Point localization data
[Start of Attachment]

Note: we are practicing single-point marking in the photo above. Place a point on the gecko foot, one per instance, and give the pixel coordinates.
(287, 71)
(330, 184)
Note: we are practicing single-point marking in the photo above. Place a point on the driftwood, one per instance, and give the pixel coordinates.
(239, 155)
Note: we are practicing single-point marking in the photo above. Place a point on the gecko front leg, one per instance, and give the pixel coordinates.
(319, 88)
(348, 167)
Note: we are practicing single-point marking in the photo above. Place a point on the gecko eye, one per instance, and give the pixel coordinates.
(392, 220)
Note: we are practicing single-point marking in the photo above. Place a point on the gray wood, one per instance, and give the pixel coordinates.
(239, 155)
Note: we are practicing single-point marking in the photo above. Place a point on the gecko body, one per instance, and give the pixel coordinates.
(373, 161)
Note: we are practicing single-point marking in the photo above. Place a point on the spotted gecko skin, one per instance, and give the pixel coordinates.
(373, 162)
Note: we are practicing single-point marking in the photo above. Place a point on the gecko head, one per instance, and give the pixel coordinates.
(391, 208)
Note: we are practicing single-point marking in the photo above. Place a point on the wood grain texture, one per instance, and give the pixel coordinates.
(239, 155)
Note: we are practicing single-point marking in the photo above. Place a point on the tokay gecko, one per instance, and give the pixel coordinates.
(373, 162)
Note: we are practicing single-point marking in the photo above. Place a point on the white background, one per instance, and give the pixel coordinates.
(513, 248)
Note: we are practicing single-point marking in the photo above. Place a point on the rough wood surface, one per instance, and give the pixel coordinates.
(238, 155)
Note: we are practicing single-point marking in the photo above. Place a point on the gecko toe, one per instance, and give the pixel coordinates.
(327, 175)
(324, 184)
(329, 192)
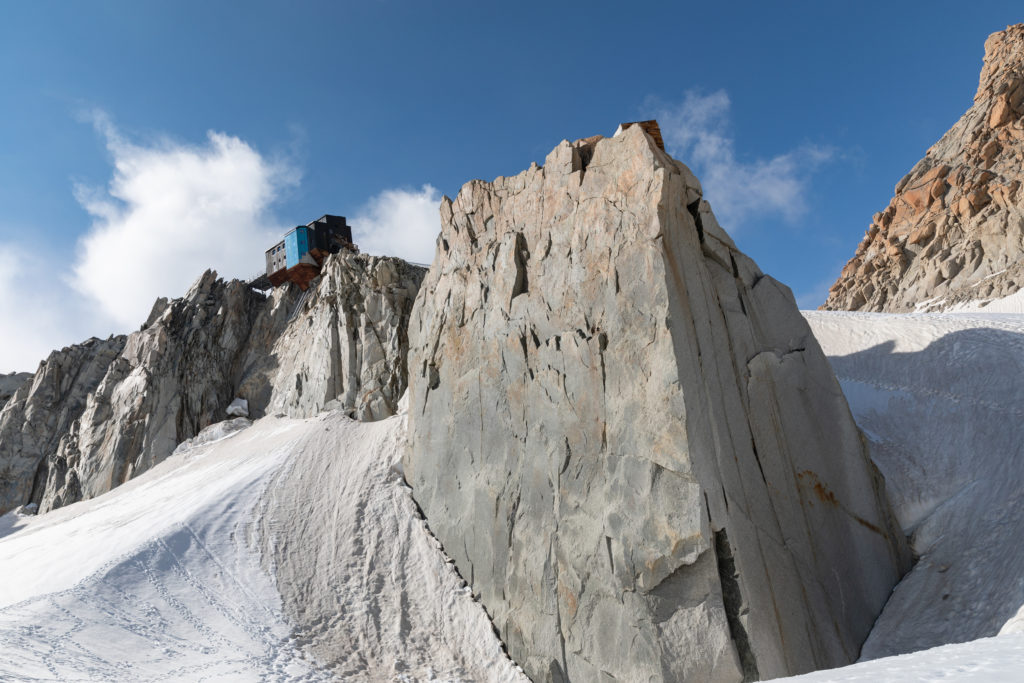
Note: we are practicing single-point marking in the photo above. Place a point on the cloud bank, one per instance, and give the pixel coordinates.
(399, 222)
(169, 212)
(697, 131)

[End of Attachment]

**EXERCISE DETAILS**
Please copy out the entries above exactly as they appear, but skip their images.

**EXERCISE RESULT**
Note: we are practicing single-point marking in the photo above. Place a point on the gecko foot, one per instance, and give the pixel coordinates.
(287, 71)
(330, 184)
Note: we are practicing single-point marking in the photo above. Place a point on the driftwood, one per instance, and give the pixel coordinates.
(239, 155)
Note: we are practicing single-point marking in the photo above. Place a point on the gecko front leg, one per instance, and give the pixel coordinates.
(319, 88)
(348, 167)
Note: we are practicing single-point marking in the photo above. Place a point on the gecko eye, one per instance, and give the pixel coordinates.
(392, 220)
Note: we are practicing single-point marking in the photo above. Place a point on the gray wood, one per instance, and give the pixel coordinates.
(239, 155)
Note: we are practicing single-point marking in the photo above. Place a point on the gecko body, one per instance, and give the pixel coordinates.
(373, 161)
Note: we are practicing single-point marking in the photo above. Place a point on the spotted gecko skin, one per instance, and give the pixel coordinates.
(373, 162)
Note: we are practicing single-point marking in the photo above. Place a point on the gecko head, one per instance, and give the pixel coordinates.
(391, 208)
Note: we are practicing single-point marking in the photo above. Place a point on the wood grain texture, one per instance, and give the pixel coordinates.
(239, 155)
Note: we are practicing single-point marking in the photo above. Place a point on the tokay gecko, one per instance, and give the pixel coordinates.
(373, 162)
Note: we are practicing single-point marking in the photo above. Place a point on the white background, one per instance, and give the pixel coordinates.
(513, 248)
Note: we are practicing single-point marking in the photo above. Place a point on the rough wood surface, one per instance, and give the pixel coordinates.
(238, 155)
Note: we are practicing single-point marking in the photo above. Place a point on the gecko toe, one per instance, and give the pixel coordinates.
(327, 175)
(324, 184)
(329, 192)
Note: we are practicing single-point marking in the photo above. Place a point on the cloud bank, one per instance, and give the pixel coordinates.
(399, 222)
(169, 212)
(697, 131)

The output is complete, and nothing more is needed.